[Dataset items]
-=-=-=-=-
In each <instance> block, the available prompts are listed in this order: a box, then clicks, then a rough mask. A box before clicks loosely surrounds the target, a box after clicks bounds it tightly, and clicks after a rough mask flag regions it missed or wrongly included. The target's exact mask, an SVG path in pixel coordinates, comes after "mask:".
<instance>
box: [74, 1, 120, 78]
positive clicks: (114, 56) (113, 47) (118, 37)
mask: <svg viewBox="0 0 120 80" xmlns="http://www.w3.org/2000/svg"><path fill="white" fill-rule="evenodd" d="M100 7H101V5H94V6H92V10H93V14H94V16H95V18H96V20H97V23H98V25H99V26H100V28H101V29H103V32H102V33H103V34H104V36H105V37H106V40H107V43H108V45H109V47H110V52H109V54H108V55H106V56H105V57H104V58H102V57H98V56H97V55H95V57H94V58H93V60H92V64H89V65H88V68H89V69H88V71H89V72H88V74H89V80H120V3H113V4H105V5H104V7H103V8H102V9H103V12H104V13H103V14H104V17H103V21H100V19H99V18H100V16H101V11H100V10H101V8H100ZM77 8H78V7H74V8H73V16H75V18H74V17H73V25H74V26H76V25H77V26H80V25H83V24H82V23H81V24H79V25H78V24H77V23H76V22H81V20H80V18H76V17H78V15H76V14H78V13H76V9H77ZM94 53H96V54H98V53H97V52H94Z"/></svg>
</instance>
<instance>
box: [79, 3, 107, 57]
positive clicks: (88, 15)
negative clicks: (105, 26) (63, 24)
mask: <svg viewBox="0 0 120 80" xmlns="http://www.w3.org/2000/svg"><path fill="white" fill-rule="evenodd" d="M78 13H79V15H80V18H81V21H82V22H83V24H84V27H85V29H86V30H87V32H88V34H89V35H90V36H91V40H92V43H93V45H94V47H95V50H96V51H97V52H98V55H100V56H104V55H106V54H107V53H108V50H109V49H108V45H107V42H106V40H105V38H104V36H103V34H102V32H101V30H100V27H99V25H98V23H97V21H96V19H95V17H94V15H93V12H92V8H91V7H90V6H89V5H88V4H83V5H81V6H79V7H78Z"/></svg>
-=-=-=-=-
■ Task details ■
State the number of lines in the entries above that contain the word "instance", and nothing more.

■ Solution for this exercise ■
4